Aim
Reproduce the stretch from the line containing "75, row 38." through the line containing "column 52, row 50", swapping "flag" for "banner" and leaving everything else unchanged. Return only those lines.

═════ Material provided

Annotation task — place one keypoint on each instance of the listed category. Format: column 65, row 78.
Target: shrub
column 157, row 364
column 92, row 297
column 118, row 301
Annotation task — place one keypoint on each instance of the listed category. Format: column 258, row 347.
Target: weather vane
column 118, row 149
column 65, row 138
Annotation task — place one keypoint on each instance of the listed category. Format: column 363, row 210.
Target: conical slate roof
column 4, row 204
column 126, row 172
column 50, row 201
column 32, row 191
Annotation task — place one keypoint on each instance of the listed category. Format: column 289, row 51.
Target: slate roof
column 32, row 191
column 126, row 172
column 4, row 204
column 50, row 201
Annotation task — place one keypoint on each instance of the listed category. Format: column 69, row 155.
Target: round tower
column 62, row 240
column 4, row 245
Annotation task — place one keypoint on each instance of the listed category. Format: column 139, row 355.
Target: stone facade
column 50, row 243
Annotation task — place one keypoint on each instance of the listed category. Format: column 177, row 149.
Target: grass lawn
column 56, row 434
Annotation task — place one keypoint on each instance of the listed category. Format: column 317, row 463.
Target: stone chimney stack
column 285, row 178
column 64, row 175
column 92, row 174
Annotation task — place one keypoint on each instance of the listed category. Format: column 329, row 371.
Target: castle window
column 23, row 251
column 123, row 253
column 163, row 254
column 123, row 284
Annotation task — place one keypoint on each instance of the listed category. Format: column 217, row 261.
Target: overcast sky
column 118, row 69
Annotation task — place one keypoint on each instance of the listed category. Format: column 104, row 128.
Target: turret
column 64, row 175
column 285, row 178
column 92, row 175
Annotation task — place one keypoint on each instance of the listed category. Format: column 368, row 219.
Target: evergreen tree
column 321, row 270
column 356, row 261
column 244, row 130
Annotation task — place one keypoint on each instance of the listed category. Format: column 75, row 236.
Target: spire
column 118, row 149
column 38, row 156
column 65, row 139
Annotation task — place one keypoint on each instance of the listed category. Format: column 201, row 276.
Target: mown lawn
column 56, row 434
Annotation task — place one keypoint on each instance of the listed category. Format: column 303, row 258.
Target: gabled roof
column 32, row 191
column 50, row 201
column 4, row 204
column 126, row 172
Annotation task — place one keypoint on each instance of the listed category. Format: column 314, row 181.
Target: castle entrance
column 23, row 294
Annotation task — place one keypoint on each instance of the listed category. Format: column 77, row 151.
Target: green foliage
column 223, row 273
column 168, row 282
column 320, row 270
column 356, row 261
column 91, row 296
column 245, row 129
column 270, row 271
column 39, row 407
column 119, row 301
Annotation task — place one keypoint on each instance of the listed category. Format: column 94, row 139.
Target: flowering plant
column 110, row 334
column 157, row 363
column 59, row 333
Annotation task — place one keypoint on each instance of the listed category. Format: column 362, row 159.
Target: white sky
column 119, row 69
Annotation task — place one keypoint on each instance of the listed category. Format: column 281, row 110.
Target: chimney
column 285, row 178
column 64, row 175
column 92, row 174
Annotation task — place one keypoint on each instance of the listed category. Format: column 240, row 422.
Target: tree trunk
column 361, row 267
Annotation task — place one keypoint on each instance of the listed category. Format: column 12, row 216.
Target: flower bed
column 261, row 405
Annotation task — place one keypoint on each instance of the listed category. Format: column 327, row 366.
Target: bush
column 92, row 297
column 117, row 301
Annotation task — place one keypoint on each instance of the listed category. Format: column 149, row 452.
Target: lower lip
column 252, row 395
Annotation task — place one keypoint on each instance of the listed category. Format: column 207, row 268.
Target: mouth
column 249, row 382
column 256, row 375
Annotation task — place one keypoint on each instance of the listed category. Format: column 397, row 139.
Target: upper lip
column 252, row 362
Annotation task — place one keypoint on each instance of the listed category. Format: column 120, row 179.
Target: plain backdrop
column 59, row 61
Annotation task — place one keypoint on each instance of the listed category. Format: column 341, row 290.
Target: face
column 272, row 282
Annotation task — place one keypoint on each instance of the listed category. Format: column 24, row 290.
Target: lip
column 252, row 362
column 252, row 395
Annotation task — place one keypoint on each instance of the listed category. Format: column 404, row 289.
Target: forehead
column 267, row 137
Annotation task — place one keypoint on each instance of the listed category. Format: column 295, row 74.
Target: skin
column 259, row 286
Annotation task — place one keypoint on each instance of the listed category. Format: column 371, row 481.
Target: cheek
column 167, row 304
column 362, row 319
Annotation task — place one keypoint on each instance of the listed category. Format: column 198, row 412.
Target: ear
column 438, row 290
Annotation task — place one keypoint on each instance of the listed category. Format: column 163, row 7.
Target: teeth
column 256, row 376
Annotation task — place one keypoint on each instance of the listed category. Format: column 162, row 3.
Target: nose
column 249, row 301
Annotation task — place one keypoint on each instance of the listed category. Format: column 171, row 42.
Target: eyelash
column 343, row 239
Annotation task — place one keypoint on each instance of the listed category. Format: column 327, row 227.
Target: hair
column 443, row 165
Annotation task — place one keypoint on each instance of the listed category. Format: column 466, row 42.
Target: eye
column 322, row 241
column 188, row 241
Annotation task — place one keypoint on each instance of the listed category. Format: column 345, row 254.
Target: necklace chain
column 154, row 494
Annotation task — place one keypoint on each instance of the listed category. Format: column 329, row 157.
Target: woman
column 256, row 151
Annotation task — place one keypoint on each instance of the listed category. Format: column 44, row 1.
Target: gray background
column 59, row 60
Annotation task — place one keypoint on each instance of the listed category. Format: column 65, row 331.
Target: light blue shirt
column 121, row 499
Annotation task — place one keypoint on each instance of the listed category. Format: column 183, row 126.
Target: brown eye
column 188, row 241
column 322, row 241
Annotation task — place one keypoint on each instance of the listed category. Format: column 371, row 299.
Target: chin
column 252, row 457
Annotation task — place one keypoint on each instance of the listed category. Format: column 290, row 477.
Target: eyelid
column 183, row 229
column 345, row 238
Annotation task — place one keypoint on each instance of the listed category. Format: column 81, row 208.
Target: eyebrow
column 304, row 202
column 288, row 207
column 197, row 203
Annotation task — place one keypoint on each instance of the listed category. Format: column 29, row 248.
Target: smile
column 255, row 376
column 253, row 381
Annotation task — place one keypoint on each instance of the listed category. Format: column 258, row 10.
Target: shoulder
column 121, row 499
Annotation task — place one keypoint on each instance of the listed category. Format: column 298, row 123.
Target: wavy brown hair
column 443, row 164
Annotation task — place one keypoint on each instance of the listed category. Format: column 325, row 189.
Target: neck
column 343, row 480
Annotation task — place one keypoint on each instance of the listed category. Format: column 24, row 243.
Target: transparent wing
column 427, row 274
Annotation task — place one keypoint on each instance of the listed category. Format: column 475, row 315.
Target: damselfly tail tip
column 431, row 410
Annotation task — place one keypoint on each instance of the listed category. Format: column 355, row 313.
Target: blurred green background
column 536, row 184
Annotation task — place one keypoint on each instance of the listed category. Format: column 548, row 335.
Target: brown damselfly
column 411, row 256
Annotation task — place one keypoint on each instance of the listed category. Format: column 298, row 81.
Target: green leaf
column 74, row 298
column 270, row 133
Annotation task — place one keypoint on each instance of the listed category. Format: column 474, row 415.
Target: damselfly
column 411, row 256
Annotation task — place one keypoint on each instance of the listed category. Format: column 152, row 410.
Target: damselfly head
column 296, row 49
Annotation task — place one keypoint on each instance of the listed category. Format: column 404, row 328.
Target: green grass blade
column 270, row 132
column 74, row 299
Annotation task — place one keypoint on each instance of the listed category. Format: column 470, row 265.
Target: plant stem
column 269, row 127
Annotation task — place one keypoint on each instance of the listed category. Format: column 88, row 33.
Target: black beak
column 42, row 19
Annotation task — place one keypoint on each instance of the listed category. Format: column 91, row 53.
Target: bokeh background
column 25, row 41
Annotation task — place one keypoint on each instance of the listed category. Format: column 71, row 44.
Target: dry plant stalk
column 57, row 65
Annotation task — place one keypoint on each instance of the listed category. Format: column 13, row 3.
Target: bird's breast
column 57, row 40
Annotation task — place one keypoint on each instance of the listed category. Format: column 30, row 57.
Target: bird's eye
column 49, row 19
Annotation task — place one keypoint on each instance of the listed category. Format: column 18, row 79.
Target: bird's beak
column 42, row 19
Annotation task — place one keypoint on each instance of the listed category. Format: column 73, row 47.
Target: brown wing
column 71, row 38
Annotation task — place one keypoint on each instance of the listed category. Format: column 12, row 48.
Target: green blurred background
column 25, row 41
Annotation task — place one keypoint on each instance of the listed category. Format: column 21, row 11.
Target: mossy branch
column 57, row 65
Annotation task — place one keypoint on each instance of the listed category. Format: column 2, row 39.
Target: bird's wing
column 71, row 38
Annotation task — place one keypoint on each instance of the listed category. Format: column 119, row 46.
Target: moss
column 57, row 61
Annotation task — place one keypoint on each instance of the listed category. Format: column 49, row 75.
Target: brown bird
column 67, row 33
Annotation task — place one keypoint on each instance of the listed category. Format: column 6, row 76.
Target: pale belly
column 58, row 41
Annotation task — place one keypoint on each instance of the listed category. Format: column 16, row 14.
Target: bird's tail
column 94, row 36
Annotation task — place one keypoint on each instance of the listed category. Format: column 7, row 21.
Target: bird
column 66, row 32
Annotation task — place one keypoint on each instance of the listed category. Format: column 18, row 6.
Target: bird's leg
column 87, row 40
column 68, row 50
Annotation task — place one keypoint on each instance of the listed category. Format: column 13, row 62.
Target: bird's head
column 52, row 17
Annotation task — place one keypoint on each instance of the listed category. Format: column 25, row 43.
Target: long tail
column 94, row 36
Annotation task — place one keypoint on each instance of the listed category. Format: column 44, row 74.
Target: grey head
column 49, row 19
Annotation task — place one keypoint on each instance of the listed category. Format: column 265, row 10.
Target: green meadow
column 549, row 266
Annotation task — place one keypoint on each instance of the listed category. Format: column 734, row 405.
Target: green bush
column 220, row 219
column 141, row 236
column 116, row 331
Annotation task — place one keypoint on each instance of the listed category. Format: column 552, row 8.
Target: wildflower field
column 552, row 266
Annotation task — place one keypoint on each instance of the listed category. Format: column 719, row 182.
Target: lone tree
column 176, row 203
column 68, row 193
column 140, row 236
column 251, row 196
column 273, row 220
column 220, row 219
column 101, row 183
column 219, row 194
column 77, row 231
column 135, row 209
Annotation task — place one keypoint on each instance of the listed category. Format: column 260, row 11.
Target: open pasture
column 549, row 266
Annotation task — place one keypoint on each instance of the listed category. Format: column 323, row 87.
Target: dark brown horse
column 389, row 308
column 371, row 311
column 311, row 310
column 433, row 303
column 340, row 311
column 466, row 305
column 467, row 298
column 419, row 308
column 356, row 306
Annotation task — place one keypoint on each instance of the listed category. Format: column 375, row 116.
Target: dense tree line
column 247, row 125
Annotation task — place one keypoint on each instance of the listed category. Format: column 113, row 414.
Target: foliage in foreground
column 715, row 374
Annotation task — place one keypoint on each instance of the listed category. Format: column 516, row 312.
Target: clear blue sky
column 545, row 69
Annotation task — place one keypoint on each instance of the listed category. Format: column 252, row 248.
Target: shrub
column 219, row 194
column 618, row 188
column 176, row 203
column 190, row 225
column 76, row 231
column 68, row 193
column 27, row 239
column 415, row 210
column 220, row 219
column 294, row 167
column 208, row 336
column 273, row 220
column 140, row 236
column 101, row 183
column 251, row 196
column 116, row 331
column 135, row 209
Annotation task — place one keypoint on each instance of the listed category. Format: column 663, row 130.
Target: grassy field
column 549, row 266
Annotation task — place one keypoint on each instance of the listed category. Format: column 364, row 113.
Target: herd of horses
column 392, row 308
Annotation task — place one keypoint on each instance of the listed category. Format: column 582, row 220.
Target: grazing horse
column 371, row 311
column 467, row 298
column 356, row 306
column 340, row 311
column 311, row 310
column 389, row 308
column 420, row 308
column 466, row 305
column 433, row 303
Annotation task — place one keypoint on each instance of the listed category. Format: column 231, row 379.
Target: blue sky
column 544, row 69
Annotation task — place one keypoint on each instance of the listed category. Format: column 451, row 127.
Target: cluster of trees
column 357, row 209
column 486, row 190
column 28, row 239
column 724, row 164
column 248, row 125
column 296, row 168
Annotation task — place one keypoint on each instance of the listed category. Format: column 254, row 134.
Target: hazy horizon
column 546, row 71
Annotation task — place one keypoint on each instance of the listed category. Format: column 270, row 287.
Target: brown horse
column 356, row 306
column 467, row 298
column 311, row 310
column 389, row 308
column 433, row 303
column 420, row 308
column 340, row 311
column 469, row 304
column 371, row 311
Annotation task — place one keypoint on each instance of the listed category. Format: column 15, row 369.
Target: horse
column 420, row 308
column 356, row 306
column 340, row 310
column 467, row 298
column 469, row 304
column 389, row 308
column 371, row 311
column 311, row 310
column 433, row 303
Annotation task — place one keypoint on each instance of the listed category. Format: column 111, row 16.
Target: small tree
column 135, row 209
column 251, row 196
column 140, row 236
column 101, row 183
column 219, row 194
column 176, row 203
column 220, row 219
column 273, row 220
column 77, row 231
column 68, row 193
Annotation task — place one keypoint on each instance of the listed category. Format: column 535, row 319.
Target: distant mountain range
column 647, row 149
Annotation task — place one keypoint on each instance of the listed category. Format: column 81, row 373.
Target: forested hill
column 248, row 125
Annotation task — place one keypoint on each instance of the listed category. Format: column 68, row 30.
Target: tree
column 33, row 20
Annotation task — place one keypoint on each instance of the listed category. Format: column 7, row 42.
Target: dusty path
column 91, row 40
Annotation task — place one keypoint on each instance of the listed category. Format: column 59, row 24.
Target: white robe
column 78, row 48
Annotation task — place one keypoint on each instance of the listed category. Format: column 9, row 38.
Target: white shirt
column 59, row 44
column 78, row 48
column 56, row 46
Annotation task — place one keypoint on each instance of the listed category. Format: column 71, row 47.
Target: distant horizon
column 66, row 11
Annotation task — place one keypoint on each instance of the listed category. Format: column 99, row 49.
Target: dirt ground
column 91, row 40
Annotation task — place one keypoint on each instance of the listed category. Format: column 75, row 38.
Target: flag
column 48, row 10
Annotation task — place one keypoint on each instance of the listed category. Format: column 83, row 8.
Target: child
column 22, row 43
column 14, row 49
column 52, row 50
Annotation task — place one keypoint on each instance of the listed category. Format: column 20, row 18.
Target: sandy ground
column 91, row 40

══════════

Exercise result
Annotation task — place one keypoint on each instance of the listed category. Format: column 75, row 38.
Target: banner
column 48, row 10
Annotation task — place one keypoint on each instance of the listed category. Format: column 83, row 8.
Target: child
column 22, row 43
column 14, row 49
column 52, row 50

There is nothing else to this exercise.